### Stated goal
Rewrite the stretch of rows from the start through the line containing "M814 112L791 161L764", changing "every instance" to "all instances" and leaving everything else unchanged.

### Information shown
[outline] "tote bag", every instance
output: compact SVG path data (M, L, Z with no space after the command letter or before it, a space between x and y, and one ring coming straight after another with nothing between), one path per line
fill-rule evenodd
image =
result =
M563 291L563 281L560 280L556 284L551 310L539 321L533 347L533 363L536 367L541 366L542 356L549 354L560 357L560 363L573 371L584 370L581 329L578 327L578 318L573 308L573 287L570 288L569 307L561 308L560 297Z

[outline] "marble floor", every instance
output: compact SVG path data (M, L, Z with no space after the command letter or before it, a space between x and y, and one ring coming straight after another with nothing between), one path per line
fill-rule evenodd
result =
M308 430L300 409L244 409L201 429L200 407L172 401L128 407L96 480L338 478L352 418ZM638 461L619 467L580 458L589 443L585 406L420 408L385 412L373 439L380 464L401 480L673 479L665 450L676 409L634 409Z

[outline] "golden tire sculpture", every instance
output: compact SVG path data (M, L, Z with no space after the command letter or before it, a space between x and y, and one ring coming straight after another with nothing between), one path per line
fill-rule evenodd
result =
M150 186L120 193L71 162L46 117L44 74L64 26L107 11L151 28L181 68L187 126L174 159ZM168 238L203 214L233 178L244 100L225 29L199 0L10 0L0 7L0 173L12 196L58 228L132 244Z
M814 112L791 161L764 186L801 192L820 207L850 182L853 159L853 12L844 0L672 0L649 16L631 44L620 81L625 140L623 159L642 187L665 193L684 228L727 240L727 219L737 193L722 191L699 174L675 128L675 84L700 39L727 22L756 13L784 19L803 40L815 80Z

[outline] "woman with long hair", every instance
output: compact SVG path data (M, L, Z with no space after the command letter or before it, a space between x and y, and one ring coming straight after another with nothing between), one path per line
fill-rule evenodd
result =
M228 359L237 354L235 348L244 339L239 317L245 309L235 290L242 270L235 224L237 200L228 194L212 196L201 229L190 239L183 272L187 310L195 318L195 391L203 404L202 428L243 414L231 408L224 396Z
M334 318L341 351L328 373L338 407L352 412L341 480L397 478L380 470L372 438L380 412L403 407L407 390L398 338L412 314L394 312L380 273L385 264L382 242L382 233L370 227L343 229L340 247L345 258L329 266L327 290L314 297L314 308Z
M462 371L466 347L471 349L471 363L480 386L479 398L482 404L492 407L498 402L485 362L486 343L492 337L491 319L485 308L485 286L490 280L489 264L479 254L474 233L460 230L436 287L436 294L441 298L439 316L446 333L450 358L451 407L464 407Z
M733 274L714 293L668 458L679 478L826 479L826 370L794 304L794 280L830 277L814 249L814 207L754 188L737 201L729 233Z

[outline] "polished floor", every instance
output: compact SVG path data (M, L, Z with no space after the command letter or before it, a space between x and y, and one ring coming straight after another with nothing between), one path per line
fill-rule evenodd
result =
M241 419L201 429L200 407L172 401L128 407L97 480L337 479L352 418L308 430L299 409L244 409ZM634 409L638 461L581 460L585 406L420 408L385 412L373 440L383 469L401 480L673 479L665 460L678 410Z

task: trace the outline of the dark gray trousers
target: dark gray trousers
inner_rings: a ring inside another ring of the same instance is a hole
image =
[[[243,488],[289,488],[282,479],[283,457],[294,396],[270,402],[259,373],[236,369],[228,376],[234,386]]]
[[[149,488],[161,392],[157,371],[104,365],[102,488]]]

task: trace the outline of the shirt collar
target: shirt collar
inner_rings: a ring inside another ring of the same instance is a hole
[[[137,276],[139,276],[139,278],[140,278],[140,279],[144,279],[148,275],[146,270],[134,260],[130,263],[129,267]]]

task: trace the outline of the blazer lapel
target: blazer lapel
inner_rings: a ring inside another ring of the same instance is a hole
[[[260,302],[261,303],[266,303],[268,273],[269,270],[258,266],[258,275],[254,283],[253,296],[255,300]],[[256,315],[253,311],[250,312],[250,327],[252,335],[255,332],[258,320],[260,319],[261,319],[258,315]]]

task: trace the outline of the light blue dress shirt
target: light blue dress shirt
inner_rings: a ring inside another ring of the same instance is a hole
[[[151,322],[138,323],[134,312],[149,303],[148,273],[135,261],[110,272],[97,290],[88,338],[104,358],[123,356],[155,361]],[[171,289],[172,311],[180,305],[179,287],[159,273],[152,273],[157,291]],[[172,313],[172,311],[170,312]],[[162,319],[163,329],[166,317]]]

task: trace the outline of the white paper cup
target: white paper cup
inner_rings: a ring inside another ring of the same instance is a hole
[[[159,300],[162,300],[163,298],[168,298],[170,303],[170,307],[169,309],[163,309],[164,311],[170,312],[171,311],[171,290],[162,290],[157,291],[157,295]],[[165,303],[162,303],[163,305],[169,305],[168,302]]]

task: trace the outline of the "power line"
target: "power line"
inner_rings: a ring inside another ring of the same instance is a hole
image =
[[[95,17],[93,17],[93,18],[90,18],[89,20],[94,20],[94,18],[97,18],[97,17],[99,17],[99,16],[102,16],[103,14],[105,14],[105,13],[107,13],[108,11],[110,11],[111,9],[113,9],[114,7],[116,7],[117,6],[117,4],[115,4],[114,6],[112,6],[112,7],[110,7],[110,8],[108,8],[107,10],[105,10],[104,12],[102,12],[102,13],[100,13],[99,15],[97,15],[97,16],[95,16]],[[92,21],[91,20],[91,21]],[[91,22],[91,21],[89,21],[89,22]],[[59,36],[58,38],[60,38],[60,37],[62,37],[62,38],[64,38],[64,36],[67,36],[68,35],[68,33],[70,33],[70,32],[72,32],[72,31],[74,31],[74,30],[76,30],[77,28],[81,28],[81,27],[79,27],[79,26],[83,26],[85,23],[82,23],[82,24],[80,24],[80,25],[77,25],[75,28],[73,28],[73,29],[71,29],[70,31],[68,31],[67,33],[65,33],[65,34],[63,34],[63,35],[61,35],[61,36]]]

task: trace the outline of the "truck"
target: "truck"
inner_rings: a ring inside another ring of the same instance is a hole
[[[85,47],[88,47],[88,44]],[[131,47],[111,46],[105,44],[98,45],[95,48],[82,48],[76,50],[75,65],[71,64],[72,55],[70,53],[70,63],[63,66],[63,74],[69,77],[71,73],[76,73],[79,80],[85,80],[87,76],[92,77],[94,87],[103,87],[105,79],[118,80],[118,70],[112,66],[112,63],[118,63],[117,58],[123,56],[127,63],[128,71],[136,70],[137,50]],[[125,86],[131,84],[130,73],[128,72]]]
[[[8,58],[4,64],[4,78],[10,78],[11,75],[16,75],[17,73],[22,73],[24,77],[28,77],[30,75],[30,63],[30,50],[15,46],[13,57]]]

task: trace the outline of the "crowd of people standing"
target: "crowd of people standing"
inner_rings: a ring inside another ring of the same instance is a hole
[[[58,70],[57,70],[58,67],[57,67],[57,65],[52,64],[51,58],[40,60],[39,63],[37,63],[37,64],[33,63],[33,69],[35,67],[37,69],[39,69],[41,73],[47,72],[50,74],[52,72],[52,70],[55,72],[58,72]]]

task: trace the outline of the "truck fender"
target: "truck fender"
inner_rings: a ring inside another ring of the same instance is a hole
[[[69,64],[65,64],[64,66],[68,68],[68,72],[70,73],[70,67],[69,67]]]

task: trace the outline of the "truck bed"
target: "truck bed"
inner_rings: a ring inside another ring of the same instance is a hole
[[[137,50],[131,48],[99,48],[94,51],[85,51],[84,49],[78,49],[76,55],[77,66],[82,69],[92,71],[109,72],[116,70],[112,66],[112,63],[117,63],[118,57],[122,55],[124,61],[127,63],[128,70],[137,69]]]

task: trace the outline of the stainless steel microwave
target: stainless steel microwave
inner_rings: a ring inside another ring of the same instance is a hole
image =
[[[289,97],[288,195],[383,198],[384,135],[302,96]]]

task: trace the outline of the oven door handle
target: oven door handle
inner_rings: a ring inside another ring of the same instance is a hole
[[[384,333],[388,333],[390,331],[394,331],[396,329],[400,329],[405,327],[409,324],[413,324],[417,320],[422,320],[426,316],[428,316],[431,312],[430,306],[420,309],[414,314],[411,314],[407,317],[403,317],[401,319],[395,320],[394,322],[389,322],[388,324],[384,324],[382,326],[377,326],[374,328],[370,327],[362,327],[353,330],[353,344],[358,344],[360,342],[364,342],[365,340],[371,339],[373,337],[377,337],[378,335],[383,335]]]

### Problem solution
[outline] "tote bag", all instances
output: compact SVG path data (M, L, Z with no space after the command letter or before it, a space between x and y, and one ring coming straight after another with nothing between), one path per line
fill-rule evenodd
image =
result =
M563 291L563 281L560 280L556 284L551 310L539 321L533 347L533 363L536 367L541 366L542 356L549 354L560 357L560 363L573 371L584 370L581 329L578 327L578 318L573 308L573 287L570 288L569 307L561 308L560 297Z

[outline] "marble floor", all instances
output: compact SVG path data (M, L, Z with no space after the command letter or before it, a space between x and y, and one ring coming straight after another with nothing between), one path per line
fill-rule evenodd
result =
M308 430L300 409L244 409L201 429L200 407L172 401L128 407L96 480L338 478L352 418ZM638 461L619 467L580 458L589 443L585 406L420 408L385 412L373 439L380 464L401 480L673 479L665 450L676 409L634 409Z

[outline] "golden tire sculpture", all instances
output: compact SVG path data (M, L, Z with no space after the command letter or before it, a space between x and y, and one ring coming straight after another with nothing between), one path per line
fill-rule evenodd
result =
M150 186L120 193L71 162L46 117L44 74L64 26L107 11L151 28L181 68L187 126L174 159ZM168 238L203 214L233 178L244 100L225 29L199 0L10 0L0 7L0 173L12 196L58 228L132 244Z
M814 112L791 161L764 186L801 192L820 207L850 182L853 159L853 12L844 0L672 0L649 16L631 44L620 81L625 140L623 159L642 187L665 193L684 228L727 240L727 219L737 193L722 191L699 174L675 128L675 84L700 39L727 22L756 13L784 19L803 40L815 80Z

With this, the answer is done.